[QUOTED PASSAGE]
Last week was unpleasant in the mortgage world, to say the least. Rates suffered a double whammy due to the surprise 50bp LLPA on refis and the trend breakout in the broader bond market. Ideally, lenders will have priced in the worst of the LLPA drama last week, but it's still a bit too soon to know how it's going to play out. Don't be surprised to see a few lenders continuing to set rates out of sync with MBS movement for a few more days.
As far as broader bond market trends go, the pros and cons are more clearly defined and easier to see. Last week was bad, but not terrible. Some would argue that it was actually an ideal technical correction for stubbornly strong momentum seen during most of the past 2 months.
As of Friday, that momentum finally looked like it would try to reverse. The fact that we're starting the current week in stronger territory adds to that case.
[/QUOTED PASSAGE]
[LISTED RECORDS]
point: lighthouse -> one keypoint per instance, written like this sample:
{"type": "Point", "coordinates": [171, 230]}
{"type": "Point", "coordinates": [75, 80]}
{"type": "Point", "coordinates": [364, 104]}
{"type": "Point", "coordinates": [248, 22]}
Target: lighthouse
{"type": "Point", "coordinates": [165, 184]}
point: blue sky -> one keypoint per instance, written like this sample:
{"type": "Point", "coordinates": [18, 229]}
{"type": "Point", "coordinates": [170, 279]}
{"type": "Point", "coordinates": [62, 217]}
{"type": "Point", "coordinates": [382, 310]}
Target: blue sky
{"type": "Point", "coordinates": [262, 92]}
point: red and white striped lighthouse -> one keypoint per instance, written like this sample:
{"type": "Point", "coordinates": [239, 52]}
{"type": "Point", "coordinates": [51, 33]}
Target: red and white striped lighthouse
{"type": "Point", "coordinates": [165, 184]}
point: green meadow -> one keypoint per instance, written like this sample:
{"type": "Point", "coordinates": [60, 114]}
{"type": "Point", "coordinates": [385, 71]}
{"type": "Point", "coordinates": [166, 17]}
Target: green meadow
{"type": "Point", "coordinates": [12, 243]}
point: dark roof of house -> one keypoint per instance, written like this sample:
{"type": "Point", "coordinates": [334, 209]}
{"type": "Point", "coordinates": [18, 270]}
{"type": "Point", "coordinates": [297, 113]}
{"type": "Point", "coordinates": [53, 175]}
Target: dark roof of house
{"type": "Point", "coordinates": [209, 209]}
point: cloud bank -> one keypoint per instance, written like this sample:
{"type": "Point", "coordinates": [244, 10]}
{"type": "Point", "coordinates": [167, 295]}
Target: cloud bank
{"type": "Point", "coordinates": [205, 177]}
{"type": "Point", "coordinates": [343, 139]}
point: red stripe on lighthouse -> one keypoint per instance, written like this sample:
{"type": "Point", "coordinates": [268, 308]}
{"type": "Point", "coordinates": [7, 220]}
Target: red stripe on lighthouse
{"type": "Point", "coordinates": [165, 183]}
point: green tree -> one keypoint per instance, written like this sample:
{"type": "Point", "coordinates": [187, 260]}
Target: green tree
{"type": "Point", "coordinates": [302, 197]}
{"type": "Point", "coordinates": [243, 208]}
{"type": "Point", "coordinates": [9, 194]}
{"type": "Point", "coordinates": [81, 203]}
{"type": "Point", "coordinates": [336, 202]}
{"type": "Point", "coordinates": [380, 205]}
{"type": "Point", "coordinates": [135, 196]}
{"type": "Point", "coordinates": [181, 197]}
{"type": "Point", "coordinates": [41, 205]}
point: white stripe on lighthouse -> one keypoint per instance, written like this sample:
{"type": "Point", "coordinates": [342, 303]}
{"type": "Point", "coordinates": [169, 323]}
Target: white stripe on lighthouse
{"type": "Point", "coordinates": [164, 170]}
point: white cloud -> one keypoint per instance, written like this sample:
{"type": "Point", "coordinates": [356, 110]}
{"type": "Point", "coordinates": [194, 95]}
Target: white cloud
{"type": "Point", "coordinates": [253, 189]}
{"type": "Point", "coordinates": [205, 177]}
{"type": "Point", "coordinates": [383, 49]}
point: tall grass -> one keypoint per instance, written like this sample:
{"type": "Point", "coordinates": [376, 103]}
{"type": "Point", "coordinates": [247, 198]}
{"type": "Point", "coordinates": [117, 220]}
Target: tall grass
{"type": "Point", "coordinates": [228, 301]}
[/LISTED RECORDS]
TASK REQUIREMENTS:
a) According to the mortgage rates commentary, why did rates have such a rough time last week? Answer in one to three sentences.
b) Carry the mortgage rates commentary forward from its last sentence.

RESULTS OF THE EXERCISE:
a) Rates took two hits at once. There was a surprise 50bp LLPA on refinances, and the broader bond market broke out of its trend.

b)
While this may be a simpler thing to observe and assess compared to the LLPA news, it's not necessarily more hopeful. When it comes to lenders pulling back pricing across the board due to the surprise LLPA, at least we can hope--if not assume--that the worst of the defensiveness was seen last week. When it comes to the broader bond market, however, it's not as safe to assume that rates will continue to drop this week just because we've seen preliminary evidence of support.
Don't get me wrong, we could easily see that support, and 0.74 may indeed prove to be a ceiling for the time being. But it would be one of the best case scenario ceilings in a market where yields had very little trouble surging up to 0.96% just over two months ago. The best argument against considering early June's precedent for rate ranges is simply that there was a lot more hope for a V-shaped economic recovery than there is now.
On the econ front, this week is limited to mostly housing-related data. The only upper-tier non-housing data is Thursday's Philly Fed business survey. Beyond econ data, stimulus negotiations, corporate bond issuance, and major covid-related headlines are all arguably much bigger threats.